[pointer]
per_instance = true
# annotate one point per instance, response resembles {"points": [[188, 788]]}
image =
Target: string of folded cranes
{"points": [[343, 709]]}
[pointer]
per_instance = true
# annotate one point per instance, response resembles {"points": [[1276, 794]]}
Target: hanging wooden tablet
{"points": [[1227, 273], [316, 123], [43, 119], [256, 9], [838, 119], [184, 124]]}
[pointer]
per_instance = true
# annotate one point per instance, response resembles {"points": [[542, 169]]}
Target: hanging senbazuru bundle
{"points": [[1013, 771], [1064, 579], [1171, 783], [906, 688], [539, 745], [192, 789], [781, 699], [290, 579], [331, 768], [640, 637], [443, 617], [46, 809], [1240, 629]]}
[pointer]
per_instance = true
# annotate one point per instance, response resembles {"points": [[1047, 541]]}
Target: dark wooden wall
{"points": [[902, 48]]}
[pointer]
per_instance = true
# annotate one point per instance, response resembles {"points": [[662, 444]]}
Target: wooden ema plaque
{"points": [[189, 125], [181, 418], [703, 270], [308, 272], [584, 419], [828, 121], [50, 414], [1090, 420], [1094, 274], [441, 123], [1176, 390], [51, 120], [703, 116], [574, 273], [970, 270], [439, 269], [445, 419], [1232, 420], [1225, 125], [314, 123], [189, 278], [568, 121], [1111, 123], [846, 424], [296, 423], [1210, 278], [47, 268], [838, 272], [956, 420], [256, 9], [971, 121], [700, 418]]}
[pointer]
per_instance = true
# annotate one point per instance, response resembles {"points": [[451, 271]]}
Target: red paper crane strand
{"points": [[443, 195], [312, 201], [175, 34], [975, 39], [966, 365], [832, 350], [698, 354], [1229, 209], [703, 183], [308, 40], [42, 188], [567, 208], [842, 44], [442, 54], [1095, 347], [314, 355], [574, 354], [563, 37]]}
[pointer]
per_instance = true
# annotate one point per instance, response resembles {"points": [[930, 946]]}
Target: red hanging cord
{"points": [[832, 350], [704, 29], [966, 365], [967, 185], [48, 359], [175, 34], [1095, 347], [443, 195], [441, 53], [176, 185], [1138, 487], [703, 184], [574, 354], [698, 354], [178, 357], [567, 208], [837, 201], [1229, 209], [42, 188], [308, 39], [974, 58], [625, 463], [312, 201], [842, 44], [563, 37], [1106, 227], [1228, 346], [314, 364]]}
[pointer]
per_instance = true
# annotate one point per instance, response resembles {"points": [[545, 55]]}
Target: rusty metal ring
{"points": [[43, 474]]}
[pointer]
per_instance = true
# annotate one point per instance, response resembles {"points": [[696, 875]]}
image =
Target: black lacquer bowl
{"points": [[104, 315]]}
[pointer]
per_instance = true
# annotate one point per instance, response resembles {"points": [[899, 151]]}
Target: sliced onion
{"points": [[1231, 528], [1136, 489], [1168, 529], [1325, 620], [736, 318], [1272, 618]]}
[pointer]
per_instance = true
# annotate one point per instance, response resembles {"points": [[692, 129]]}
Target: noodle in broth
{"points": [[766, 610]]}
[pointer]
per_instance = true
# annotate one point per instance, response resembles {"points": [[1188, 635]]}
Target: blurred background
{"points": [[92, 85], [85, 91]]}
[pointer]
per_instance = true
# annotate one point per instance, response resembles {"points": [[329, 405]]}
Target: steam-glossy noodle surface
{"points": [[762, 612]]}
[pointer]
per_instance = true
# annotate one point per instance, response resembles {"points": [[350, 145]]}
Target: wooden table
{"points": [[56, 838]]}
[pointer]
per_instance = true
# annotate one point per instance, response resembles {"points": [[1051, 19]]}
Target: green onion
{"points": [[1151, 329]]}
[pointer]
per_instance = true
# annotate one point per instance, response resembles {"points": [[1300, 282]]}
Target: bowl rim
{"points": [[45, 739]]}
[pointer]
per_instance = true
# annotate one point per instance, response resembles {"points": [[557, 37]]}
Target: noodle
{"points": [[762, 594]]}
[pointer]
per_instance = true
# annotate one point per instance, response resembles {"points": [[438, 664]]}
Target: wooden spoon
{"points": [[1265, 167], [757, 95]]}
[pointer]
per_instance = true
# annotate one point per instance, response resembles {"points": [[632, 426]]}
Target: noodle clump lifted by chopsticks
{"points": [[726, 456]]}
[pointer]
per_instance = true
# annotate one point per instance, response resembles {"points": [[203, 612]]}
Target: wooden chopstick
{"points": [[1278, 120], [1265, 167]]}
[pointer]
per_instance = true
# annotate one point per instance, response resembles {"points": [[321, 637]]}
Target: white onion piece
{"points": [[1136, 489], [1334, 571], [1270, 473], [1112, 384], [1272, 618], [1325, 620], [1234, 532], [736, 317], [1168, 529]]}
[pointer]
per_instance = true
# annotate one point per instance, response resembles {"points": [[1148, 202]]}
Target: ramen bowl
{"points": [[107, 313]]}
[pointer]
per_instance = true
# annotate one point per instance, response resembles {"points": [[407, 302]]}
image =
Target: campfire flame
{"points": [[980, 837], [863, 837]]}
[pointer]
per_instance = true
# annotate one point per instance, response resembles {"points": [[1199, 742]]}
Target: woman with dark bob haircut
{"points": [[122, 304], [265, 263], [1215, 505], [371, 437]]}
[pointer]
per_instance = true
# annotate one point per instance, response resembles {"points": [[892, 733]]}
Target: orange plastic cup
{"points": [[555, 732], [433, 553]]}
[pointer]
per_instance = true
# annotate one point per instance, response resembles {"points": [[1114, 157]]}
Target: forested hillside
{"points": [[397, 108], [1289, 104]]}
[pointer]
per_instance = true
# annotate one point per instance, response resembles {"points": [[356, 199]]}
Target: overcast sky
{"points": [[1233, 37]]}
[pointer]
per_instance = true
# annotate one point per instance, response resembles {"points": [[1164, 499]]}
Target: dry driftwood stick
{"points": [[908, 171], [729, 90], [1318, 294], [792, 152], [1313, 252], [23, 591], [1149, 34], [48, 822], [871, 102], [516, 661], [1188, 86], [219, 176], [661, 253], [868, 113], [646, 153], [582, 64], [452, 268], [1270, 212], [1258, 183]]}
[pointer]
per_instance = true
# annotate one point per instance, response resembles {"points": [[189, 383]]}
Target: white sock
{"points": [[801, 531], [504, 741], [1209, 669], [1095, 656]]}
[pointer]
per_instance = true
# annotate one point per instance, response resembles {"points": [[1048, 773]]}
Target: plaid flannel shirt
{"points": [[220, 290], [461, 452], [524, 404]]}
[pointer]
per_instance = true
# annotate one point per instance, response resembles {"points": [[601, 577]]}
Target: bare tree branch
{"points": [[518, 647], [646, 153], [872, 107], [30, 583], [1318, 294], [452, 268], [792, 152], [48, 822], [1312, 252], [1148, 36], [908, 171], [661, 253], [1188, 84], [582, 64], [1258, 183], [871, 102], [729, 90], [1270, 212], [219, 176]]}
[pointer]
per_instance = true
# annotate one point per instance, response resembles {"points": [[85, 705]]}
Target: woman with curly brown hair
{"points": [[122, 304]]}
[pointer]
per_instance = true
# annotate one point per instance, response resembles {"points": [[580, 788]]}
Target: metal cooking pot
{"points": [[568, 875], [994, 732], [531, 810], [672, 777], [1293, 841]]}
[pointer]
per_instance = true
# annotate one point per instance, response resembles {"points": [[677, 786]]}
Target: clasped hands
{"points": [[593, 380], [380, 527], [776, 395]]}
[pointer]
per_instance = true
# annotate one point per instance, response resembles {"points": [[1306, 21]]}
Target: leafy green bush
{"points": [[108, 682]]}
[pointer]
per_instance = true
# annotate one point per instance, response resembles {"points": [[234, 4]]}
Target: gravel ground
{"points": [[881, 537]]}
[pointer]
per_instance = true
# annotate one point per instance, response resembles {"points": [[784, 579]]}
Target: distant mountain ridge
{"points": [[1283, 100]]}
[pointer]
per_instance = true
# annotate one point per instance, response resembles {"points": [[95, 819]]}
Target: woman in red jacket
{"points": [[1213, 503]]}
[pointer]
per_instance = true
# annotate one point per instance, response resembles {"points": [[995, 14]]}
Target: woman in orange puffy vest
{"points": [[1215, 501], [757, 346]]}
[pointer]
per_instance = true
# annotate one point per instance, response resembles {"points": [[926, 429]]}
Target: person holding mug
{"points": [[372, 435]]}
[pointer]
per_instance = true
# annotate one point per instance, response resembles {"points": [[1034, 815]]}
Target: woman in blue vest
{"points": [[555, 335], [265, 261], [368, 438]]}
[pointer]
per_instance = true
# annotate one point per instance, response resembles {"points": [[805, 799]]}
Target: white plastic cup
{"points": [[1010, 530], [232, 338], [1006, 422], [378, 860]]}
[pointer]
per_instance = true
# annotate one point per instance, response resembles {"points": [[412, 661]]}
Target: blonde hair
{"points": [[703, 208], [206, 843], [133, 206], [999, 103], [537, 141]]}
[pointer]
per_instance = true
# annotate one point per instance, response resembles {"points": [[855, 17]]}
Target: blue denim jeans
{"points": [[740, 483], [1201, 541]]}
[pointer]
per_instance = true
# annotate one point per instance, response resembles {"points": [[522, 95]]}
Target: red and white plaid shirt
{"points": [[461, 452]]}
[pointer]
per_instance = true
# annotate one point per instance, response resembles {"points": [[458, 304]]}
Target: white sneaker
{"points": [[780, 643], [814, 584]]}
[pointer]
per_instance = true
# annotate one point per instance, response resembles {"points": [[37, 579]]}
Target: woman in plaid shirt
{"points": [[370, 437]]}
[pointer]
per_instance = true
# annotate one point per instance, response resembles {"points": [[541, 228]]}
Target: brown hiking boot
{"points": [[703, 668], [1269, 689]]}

» Description of the task
Pull out every line of the records above that contains the word "woman", and list those lines in their original order.

» The response
Target: woman with dark bob haircut
Target: woman with curly brown hair
Target: woman in red jacket
Target: woman in orange puffy vest
Target: woman in blue vest
Target: woman in plaid shirt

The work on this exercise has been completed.